#### [Task]
Only the line containing "Query: bird's wing" and the lines after it, through the end of the data below, are to be returned, each exactly as it stands.

#### [Dataset entries]
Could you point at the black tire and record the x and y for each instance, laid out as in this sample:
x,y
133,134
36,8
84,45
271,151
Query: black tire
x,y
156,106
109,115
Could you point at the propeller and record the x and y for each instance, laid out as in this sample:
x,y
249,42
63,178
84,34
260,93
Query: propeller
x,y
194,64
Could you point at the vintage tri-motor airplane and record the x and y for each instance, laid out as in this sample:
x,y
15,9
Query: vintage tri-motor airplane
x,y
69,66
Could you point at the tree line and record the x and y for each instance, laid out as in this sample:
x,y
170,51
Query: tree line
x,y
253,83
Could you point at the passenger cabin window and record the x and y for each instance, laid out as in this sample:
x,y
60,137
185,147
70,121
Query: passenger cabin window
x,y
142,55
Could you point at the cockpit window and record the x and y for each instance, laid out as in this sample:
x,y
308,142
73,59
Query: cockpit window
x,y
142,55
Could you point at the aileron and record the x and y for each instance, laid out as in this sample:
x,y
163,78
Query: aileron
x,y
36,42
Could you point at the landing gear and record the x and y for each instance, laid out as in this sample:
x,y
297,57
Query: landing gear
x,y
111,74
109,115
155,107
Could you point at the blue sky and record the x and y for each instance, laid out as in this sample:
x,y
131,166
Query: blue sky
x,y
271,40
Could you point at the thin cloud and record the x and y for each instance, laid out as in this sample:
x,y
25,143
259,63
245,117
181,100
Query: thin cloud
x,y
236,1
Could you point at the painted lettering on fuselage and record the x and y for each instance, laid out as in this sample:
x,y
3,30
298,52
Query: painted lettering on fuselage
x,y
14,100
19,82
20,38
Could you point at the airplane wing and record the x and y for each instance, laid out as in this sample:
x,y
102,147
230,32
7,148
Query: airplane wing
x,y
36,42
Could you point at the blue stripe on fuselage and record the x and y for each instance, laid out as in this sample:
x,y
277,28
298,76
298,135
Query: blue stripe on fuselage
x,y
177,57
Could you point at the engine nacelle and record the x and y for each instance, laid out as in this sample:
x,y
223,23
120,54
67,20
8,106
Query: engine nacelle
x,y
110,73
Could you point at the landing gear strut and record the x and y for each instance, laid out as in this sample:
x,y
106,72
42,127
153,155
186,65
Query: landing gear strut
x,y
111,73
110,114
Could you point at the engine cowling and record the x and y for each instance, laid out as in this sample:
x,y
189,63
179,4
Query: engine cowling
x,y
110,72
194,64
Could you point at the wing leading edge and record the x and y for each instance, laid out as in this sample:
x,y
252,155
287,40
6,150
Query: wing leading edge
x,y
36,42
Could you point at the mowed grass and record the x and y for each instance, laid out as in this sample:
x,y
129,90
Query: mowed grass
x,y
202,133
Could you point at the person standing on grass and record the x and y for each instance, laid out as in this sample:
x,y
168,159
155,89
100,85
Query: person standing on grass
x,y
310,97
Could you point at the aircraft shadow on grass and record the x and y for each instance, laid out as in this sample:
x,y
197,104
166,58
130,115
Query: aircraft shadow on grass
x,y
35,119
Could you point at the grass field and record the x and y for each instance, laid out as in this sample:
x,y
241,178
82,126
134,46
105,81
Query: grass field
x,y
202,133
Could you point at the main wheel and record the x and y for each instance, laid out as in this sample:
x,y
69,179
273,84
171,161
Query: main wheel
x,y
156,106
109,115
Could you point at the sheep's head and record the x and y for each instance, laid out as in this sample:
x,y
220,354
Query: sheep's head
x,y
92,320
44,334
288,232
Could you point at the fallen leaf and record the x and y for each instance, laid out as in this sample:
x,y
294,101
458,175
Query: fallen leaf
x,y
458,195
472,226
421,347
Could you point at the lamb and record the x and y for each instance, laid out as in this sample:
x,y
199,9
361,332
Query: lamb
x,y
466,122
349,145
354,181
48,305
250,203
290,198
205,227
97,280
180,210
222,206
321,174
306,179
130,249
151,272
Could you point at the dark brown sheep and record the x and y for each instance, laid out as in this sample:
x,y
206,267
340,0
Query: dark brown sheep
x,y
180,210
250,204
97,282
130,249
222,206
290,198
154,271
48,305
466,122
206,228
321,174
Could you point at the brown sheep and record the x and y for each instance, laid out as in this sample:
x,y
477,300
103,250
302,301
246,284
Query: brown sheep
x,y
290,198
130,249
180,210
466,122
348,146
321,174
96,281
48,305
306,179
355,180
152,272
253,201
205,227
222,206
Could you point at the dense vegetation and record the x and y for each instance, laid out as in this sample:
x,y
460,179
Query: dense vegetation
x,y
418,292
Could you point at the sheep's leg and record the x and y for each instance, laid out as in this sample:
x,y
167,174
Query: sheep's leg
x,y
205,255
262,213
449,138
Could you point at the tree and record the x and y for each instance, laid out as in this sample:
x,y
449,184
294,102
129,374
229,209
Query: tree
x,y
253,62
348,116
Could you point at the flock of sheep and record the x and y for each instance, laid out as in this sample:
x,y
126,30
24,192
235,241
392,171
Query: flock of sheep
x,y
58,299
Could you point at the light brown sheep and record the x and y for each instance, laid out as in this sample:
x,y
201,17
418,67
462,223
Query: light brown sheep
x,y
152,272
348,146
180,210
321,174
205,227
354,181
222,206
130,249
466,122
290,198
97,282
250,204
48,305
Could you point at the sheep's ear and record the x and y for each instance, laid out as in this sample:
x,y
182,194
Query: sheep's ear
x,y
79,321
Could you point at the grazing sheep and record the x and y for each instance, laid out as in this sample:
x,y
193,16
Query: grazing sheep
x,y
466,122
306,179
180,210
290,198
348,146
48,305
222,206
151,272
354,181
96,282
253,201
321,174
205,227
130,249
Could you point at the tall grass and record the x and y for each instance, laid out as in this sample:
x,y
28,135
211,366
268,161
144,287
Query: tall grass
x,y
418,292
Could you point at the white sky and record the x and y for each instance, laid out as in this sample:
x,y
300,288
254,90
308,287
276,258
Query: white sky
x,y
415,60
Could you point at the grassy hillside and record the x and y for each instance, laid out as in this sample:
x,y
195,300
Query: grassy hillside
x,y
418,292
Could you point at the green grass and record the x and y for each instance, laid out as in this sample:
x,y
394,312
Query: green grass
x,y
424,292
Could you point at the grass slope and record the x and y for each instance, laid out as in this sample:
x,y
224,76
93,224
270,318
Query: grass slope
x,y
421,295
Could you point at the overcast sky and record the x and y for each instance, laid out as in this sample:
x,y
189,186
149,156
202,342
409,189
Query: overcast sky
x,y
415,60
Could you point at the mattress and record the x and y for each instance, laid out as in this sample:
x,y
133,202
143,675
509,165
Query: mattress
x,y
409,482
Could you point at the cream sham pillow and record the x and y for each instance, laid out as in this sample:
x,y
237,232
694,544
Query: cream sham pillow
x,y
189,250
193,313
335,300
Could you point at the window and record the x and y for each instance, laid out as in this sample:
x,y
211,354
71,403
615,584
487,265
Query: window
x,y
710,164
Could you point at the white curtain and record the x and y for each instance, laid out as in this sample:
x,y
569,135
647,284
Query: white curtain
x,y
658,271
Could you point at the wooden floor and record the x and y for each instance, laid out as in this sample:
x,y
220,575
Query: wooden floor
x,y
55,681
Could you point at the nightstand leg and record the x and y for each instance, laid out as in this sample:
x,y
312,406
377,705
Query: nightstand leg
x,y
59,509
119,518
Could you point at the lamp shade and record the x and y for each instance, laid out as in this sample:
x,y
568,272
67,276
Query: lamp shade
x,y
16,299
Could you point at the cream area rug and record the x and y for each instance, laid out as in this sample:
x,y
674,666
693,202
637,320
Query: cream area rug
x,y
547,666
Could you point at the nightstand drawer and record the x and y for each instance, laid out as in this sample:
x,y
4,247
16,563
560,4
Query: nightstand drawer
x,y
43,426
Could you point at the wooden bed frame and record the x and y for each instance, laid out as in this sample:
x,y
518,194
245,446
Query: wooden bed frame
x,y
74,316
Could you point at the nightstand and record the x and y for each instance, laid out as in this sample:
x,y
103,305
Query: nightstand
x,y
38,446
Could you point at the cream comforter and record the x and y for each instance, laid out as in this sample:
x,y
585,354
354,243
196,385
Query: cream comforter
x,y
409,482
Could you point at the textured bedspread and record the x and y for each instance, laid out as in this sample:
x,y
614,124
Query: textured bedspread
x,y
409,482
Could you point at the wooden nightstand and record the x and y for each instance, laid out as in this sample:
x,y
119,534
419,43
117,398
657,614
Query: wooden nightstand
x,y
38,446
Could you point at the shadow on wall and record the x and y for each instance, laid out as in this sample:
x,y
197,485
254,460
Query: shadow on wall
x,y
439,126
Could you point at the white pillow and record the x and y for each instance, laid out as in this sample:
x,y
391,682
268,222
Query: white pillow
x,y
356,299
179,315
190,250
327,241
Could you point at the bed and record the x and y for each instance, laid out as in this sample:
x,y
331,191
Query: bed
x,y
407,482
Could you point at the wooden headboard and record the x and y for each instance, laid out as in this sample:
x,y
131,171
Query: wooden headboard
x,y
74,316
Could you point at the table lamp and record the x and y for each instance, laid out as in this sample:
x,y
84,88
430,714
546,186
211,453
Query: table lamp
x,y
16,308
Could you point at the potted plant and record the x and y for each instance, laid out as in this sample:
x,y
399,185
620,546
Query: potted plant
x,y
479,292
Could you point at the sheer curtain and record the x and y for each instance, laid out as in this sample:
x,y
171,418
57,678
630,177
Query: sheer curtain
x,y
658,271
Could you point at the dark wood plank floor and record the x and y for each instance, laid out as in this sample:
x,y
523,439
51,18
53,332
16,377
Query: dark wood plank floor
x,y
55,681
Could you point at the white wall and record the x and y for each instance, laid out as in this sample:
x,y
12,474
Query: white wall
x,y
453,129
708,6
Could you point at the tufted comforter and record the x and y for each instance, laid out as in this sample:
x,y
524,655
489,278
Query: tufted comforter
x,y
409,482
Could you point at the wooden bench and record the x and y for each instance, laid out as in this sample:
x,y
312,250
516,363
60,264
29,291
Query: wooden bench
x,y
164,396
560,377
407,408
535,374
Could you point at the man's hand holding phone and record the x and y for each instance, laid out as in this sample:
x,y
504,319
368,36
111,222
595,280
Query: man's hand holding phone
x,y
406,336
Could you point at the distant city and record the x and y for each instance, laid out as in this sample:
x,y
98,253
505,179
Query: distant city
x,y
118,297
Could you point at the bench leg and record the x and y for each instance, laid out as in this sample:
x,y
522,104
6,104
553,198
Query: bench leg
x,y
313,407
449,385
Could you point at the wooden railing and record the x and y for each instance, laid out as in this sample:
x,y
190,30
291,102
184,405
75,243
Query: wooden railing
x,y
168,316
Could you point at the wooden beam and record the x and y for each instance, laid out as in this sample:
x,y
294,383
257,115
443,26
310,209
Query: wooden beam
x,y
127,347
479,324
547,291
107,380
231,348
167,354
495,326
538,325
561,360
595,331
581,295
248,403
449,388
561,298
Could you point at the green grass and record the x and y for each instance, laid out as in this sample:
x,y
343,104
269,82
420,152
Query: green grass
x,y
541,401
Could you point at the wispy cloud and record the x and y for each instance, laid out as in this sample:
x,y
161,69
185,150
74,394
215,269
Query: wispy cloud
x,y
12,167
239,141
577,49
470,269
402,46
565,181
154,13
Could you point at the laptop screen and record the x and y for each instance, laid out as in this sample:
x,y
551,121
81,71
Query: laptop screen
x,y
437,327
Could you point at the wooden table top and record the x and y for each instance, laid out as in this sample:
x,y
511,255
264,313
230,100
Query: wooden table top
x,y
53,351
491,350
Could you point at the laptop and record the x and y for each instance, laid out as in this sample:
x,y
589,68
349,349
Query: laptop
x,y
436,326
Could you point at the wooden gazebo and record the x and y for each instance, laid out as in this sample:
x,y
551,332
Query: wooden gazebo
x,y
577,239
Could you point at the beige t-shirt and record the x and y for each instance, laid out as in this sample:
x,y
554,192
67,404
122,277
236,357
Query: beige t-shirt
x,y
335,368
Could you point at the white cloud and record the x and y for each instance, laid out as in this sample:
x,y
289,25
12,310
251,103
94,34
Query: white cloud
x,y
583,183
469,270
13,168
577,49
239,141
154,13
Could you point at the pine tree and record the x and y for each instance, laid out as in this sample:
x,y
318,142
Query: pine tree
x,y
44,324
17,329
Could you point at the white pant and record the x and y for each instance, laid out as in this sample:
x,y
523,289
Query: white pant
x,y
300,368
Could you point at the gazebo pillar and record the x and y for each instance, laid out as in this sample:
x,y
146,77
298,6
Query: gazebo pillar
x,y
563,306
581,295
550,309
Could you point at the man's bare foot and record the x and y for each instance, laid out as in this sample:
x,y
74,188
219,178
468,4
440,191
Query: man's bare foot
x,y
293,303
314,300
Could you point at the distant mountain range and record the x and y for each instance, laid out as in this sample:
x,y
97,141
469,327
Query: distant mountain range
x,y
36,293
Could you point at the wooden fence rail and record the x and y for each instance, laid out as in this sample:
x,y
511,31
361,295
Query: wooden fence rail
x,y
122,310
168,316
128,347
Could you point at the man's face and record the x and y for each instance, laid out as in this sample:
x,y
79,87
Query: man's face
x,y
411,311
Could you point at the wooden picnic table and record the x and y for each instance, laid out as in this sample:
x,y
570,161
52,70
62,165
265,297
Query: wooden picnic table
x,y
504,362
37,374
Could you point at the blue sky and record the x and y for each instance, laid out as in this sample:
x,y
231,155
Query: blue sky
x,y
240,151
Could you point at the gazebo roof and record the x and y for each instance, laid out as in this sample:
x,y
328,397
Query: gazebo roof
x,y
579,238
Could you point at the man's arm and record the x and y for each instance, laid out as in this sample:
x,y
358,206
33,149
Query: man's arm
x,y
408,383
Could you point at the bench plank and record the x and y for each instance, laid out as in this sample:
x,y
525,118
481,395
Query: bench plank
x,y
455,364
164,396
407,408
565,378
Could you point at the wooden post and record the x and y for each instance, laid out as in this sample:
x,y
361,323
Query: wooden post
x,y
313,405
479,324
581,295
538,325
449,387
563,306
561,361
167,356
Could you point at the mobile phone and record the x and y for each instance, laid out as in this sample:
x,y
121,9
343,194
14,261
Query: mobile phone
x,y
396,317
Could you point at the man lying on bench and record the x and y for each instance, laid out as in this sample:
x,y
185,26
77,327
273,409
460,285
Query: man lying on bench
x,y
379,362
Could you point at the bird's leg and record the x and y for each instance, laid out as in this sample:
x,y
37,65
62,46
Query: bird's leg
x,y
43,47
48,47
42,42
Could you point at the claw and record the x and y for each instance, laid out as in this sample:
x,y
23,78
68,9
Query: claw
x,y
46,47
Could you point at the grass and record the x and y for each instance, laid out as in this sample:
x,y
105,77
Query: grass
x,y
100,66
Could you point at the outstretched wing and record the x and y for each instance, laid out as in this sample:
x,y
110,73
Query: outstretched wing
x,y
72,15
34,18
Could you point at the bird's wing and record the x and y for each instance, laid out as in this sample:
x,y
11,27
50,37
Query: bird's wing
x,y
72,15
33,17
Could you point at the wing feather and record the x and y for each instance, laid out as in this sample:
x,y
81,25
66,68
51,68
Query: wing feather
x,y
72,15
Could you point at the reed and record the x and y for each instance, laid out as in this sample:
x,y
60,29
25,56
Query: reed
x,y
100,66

#### [Output for this task]
Query: bird's wing
x,y
72,15
33,17
Could you point at the wing feather and record the x and y for each instance, laid out as in this sample:
x,y
81,25
66,68
51,68
Query: wing feather
x,y
72,15
Could you point at the reed and record the x and y for each instance, laid out as in this sample:
x,y
60,29
25,56
Query: reed
x,y
100,66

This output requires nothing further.